*Passage for review*:
Dr Jacqueline Nicholas hypothesizes about the utility of neurofilaments as a biomarker of disease severity in patients with multiple sclerosis.
Stephen Krieger, MD: We’ve talked about lesion monitoring, and we’ve talked about brain volume monitoring and gray matter. Dr Nicholas, another emerging topic in monitoring for disease severity is looking at things like neurofilament light chain. I haven’t begun to use that in my practice. I’m curious if you have. Do you have thoughts about its utility and how it relates to the use of S1Ps?
Jacqueline Nicholas, MD: It’s something that we’ve been talking about for a long time. We’ve all wanted other ways to be able to monitor our patients. I haven’t had the opportunity yet to use these outside clinical trials, but I welcome that because I know it’s quickly approaching. There have been a couple of really nice papers that have come out—consensus ideas as to how these might be utilized. One caveat that we all realize is we need to understand the norm for a patient of the neurofilament light chain levels within the blood based on their age. We have to understand that, obviously, anything that could impact the brain—somebody gets a hard hit to the head—could result in an elevation. Thus, every time it elevates, we shouldn’t freak out that it’s multiple sclerosis [MS] rearing its ugly head.

*Record extracts*:
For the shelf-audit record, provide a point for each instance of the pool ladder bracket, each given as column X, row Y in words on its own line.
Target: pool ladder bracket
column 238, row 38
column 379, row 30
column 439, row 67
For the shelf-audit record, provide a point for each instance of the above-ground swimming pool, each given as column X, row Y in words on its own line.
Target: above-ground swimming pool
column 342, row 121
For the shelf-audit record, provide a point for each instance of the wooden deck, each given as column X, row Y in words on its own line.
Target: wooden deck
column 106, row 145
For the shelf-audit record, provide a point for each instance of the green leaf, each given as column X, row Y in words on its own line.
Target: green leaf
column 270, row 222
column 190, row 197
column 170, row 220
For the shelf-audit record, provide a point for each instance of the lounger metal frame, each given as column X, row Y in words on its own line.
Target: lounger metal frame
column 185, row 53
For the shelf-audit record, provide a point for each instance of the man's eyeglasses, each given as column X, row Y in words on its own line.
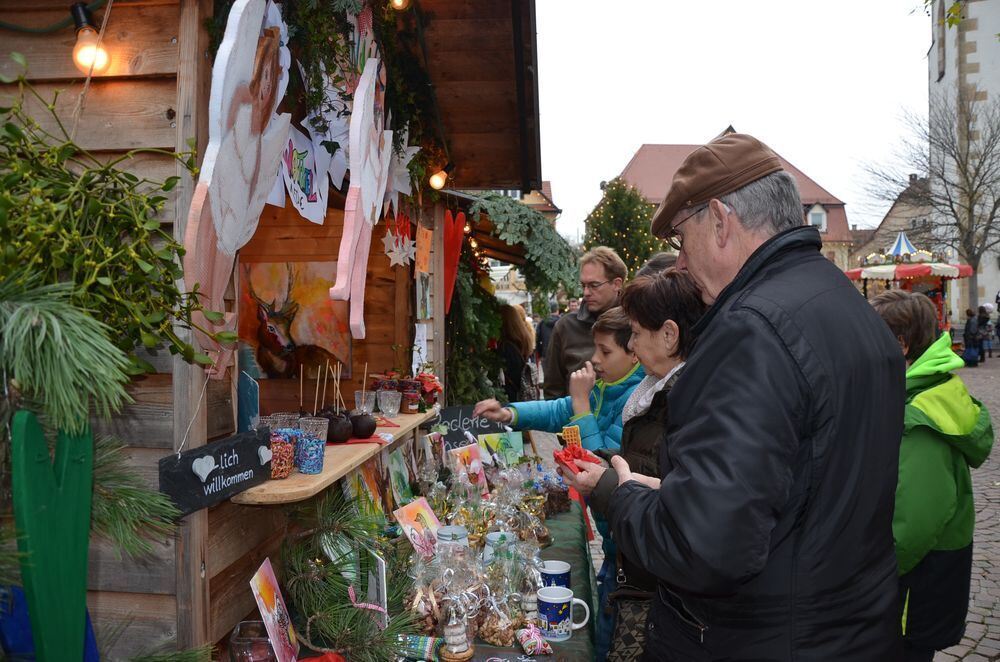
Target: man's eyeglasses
column 594, row 286
column 675, row 240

*Problem 1*:
Answer these about the discussion of neurofilament light chain:
(a) What has Dr Krieger not yet begun to use in his practice?
(b) In what setting has Dr Nicholas used these so far?
(c) What example does Dr Nicholas give of something that could result in an elevation?
*Problem 2*: Can you reproduce the discussion of neurofilament light chain word for word, starting with "Jacqueline Nicholas, MD: It’s" and going on through "its ugly head."?

*Response 1*:
(a) Neurofilament light chain.
(b) Only in clinical trials.
(c) Somebody getting a hard hit to the head.

*Response 2*:
Jacqueline Nicholas, MD: It’s something that we’ve been talking about for a long time. We’ve all wanted other ways to be able to monitor our patients. I haven’t had the opportunity yet to use these outside clinical trials, but I welcome that because I know it’s quickly approaching. There have been a couple of really nice papers that have come out—consensus ideas as to how these might be utilized. One caveat that we all realize is we need to understand the norm for a patient of the neurofilament light chain levels within the blood based on their age. We have to understand that, obviously, anything that could impact the brain—somebody gets a hard hit to the head—could result in an elevation. Thus, every time it elevates, we shouldn’t freak out that it’s multiple sclerosis [MS] rearing its ugly head.